## What to work on
Your answer should be only the lines below from the one with "Target: maple tree" to the one with "Note to the class: find each instance of the orange-red", repeated exactly, ends included.

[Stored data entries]
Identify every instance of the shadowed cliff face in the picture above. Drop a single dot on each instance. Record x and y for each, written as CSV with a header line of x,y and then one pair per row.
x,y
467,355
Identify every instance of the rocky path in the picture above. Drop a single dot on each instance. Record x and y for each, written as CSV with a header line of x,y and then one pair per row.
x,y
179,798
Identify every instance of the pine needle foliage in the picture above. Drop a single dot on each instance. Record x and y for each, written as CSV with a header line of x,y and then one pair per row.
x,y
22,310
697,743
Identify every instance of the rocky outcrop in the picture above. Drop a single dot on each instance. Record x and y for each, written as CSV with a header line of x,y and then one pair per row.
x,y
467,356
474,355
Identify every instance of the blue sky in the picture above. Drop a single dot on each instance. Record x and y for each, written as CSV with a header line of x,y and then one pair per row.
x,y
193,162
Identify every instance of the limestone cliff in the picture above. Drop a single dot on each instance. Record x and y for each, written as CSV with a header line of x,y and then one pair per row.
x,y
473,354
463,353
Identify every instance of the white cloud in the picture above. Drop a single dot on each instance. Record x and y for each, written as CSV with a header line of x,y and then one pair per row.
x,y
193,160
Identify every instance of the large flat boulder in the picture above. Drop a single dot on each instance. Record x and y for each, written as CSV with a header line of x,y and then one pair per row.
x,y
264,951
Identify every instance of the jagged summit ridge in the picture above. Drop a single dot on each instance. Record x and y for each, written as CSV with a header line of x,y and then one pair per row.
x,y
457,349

--

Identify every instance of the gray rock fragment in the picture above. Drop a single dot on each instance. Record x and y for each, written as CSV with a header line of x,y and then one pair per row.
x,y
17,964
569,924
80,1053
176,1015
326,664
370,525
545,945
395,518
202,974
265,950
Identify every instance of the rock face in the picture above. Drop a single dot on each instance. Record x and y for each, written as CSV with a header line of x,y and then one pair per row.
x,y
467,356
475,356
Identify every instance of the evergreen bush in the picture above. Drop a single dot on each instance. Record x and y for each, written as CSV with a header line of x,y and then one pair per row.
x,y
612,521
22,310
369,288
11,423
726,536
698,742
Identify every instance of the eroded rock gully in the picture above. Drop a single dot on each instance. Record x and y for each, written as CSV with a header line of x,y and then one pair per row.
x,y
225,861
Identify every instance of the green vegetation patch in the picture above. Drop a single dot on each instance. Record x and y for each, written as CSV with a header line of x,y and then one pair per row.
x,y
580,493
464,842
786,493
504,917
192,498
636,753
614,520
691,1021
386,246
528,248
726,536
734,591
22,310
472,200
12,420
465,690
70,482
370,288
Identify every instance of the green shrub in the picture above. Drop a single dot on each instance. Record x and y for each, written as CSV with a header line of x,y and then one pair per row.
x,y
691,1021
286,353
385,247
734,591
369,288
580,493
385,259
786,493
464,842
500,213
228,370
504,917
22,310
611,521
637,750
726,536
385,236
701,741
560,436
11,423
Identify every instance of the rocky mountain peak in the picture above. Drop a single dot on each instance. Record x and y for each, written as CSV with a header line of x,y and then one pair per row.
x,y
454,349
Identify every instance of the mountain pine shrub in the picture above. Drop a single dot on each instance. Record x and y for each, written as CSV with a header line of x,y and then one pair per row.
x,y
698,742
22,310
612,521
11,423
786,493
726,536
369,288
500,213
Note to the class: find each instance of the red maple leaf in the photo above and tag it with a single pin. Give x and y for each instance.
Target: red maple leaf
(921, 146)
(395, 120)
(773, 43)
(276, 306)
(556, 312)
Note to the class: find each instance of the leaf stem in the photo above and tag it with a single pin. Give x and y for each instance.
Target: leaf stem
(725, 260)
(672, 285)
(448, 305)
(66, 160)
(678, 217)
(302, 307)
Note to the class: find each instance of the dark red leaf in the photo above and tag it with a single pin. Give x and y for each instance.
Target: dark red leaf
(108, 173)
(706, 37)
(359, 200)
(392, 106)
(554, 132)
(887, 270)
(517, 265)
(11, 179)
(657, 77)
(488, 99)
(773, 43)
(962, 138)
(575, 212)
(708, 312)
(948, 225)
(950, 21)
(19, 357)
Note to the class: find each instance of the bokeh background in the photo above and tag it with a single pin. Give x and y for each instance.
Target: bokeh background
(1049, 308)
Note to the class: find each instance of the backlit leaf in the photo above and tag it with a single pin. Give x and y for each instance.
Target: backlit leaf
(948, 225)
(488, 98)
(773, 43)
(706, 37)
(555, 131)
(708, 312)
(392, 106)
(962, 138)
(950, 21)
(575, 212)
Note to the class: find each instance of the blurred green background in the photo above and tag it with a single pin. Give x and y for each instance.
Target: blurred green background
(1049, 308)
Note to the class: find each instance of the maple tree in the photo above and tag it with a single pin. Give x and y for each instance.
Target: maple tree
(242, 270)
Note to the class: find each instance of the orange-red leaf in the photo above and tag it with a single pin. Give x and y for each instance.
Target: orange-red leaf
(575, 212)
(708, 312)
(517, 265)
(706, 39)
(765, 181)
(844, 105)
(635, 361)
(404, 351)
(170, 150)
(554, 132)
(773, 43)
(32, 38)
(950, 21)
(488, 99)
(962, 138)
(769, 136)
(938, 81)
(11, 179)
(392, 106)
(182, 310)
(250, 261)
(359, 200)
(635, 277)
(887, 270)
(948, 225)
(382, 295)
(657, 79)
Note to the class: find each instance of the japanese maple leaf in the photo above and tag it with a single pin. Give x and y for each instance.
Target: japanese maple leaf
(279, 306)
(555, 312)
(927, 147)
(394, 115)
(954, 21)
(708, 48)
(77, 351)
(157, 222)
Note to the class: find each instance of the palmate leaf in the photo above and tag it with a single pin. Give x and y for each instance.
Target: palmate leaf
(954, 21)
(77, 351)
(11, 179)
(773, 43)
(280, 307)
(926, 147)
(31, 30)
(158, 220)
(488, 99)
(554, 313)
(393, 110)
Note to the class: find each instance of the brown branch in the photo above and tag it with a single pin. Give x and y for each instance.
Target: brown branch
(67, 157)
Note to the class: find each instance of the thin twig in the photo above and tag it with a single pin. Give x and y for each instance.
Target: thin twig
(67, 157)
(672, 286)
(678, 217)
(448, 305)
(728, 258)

## Problem solution
Target: maple tree
(242, 270)
Note to the class: find each instance of the orange-red leaf in the photo above and tag it with a single pin. Give x and y for each instance.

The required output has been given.